[Image point grounding data]
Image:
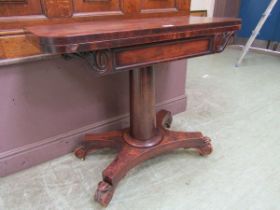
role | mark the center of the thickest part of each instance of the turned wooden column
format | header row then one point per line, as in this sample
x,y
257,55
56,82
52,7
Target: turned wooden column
x,y
142,104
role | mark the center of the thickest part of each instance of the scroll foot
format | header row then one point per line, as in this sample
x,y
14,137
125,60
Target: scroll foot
x,y
206,149
104,193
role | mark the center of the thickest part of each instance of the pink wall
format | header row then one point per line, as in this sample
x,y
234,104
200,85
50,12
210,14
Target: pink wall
x,y
47,106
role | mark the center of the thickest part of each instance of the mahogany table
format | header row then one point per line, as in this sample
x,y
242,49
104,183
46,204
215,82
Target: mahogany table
x,y
136,45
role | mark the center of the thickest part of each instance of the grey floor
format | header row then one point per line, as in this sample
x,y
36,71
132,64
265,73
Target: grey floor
x,y
237,108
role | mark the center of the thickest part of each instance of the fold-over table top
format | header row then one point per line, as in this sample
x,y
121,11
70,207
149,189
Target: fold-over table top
x,y
125,32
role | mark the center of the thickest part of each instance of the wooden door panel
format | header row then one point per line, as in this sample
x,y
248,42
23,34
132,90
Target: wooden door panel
x,y
165,5
158,4
81,6
20,7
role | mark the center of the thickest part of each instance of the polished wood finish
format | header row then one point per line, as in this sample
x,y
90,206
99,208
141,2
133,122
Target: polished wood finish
x,y
130,156
48,12
199,13
142,103
136,45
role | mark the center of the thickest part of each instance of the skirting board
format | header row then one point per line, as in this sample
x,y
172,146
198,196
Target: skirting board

• **WORK INSTRUCTIONS**
Return each record exactly as given, excluding any image.

• **SOLUTION FOR THIS TASK**
Image:
role | mark the center of the thickest part of each instance of the turned wooden column
format | header row then one point per line, as in this sample
x,y
257,55
56,82
52,7
Target: turned wooden column
x,y
142,104
role | mark the center of the thickest part of each instance of the scroll foot
format | header row then one point per line, as in this sample
x,y
14,137
125,60
Target: scroll foot
x,y
206,149
104,193
role | mark the center of the thickest part of each instance of the pink wall
format | header row then one point per line, as in this sample
x,y
234,104
200,85
50,12
210,14
Target: pink wall
x,y
47,106
role | mark the center of the thickest part of each instance of the mahogany table
format | header row then one point per line, as in this sample
x,y
242,49
104,183
46,204
215,82
Target: mahogany table
x,y
136,45
role | mark the center of the thickest part of each instance of the grey floor
format | header row then one point per line, as in this sample
x,y
36,71
132,64
265,73
Target: grey floor
x,y
237,108
role | mark the center of the thickest part of each instance of the fold-over table top
format | header row then one point per line, as in this sample
x,y
121,11
70,207
149,189
Target: fold-over table top
x,y
125,32
role | mark the center of the thickest part of each instance of the wooden door panel
format | header row then one point per line, as in this sample
x,y
248,42
23,34
132,90
Target: wooden door panel
x,y
165,5
158,4
81,6
20,7
role | mark the center of the thickest part of each instance of the polished wood finish
format | header row then one point per line, as in this sample
x,y
90,206
99,208
141,2
133,122
Target: polished wood finish
x,y
130,156
48,12
199,13
142,103
136,45
role | mark the center of the thickest part of each instance of the skirting board
format | header row then one point per line, as in this sample
x,y
172,146
198,196
Target: skirting board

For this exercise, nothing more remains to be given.